Top of Records provided
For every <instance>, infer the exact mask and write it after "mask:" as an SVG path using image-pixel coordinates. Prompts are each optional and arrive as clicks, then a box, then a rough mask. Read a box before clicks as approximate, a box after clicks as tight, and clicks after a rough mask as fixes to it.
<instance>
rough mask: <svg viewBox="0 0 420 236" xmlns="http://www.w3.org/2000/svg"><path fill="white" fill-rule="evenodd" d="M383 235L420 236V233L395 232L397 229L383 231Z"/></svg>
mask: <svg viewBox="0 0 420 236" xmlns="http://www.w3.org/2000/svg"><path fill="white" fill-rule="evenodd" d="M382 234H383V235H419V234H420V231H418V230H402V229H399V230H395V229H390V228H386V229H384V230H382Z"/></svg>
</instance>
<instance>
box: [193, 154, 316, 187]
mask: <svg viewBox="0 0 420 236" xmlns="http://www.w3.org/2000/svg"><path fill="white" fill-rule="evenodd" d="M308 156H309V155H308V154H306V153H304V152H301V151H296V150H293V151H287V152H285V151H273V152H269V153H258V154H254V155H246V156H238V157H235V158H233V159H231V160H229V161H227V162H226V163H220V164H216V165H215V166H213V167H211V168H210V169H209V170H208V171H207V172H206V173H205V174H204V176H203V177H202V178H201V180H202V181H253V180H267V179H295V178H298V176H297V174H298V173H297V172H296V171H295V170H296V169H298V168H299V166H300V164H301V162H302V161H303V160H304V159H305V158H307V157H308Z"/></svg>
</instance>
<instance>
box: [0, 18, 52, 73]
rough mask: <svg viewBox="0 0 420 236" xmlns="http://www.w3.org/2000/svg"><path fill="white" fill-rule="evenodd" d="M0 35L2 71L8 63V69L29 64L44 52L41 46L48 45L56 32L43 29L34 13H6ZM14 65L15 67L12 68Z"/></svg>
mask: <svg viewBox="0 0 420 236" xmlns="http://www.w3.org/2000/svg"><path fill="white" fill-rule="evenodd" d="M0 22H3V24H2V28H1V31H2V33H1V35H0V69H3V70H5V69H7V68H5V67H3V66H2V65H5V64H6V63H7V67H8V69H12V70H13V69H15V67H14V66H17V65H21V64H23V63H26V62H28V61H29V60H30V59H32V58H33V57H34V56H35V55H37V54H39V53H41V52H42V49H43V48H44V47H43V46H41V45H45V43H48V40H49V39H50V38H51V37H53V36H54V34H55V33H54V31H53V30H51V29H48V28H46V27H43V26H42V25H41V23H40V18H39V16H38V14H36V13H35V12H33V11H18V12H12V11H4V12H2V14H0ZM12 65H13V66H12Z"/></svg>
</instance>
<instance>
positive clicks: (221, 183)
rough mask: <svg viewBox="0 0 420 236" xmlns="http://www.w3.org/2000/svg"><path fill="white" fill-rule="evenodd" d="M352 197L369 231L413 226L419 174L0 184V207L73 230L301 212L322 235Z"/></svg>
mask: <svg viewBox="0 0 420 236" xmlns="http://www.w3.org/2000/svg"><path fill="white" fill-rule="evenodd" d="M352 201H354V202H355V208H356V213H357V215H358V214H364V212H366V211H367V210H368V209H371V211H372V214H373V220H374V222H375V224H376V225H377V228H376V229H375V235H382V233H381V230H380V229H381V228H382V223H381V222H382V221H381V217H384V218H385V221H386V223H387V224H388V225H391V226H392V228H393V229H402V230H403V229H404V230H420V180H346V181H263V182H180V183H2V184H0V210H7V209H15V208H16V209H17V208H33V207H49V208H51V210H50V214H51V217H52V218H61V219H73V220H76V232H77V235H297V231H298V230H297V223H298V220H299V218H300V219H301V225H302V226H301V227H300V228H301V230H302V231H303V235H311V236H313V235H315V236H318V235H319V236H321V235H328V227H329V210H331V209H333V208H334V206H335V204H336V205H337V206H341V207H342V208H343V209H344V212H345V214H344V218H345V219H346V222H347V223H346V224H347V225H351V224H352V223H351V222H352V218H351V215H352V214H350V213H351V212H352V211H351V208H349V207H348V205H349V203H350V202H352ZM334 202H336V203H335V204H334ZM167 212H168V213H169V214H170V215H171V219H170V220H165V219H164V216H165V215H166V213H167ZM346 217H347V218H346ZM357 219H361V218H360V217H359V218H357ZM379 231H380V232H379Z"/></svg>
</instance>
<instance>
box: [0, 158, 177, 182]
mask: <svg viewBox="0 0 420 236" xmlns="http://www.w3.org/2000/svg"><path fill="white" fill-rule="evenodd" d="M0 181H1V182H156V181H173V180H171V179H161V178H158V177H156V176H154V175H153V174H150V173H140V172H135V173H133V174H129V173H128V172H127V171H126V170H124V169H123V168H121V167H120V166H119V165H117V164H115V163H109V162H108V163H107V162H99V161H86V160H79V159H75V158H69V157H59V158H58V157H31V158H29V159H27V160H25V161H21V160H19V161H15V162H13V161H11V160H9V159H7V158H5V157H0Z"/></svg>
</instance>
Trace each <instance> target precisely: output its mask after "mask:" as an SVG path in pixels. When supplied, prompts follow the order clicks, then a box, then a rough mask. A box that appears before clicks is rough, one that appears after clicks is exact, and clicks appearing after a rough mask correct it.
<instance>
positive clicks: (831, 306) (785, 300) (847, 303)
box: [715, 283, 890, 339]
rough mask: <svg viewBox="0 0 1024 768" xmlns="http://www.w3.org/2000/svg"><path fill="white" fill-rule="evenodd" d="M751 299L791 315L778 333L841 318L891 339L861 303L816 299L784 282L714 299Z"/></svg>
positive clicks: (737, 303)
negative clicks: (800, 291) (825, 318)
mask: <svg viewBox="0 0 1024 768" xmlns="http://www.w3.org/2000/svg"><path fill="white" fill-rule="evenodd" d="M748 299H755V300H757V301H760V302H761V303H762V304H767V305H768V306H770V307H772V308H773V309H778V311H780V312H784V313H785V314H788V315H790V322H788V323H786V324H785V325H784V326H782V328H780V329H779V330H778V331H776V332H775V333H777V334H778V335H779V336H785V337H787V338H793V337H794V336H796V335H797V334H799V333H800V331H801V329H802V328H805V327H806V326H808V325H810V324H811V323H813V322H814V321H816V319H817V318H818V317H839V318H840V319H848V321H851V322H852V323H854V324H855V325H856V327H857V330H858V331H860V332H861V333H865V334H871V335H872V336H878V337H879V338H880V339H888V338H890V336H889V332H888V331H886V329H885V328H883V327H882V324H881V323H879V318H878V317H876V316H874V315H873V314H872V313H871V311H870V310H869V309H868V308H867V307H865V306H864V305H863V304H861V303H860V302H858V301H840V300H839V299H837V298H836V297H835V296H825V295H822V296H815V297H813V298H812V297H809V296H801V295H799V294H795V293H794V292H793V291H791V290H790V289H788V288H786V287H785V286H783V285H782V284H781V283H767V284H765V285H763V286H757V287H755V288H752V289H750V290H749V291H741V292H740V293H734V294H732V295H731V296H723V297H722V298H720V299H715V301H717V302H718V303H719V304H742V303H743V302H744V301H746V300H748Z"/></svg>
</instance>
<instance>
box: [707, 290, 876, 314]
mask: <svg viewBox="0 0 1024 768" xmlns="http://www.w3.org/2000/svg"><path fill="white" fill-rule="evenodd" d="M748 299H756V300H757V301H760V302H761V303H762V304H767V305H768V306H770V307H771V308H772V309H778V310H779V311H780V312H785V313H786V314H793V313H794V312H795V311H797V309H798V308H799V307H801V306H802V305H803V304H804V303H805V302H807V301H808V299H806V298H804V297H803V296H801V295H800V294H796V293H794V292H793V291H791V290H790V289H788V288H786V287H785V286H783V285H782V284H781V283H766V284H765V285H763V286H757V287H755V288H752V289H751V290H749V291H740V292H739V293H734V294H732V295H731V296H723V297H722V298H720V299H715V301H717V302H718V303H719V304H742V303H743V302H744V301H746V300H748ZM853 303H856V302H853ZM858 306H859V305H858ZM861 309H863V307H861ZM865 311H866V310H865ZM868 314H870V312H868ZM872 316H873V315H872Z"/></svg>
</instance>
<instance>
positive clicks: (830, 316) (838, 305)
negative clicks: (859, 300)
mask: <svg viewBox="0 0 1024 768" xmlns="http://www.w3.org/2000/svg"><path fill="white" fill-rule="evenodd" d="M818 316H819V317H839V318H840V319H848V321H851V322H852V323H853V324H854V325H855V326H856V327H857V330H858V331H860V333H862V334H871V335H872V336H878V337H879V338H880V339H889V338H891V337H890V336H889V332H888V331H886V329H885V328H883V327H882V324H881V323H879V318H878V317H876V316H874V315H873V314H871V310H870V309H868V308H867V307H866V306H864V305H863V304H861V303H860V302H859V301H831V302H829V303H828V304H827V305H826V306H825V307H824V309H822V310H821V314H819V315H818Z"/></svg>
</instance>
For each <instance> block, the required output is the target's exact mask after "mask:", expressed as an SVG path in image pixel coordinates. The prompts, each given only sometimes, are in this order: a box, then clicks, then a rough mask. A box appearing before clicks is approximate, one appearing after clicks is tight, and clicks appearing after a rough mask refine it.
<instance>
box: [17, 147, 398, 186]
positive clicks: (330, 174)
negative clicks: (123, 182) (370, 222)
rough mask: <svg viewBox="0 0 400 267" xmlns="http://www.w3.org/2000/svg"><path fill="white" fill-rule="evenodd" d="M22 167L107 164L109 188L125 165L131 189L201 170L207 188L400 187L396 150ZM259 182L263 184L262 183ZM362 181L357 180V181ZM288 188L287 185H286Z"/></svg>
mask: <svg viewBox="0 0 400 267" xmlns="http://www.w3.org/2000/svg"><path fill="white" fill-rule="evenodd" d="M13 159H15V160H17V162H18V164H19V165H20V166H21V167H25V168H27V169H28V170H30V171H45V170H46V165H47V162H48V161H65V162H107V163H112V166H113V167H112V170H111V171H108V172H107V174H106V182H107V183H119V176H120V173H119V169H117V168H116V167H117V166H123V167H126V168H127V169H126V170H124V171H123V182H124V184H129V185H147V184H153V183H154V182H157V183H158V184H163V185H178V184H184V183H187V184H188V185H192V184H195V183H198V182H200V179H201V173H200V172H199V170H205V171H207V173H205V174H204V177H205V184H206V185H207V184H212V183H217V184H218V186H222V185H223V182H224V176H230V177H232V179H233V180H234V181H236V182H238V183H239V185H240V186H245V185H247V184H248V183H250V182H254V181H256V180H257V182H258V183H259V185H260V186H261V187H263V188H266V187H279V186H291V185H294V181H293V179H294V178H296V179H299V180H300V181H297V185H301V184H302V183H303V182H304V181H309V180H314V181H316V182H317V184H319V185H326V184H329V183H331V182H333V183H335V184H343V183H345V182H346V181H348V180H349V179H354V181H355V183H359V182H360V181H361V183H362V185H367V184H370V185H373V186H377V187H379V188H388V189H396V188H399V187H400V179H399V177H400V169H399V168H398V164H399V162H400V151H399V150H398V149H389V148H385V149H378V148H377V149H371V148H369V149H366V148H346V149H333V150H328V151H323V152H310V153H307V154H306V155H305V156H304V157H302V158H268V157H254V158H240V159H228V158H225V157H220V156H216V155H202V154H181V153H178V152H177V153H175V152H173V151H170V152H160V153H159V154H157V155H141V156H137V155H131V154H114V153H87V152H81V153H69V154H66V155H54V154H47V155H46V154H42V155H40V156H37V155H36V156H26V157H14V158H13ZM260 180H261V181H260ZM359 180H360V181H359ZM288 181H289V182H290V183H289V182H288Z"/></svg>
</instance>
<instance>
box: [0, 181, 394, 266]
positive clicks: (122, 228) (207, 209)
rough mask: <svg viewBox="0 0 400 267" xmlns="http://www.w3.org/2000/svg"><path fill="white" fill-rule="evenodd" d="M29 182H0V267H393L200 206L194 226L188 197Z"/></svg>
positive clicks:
Bottom of Records provided
> Problem to work on
Count the lines in the listing above that contain the word "target". Reply with the number alone.

> Task response
2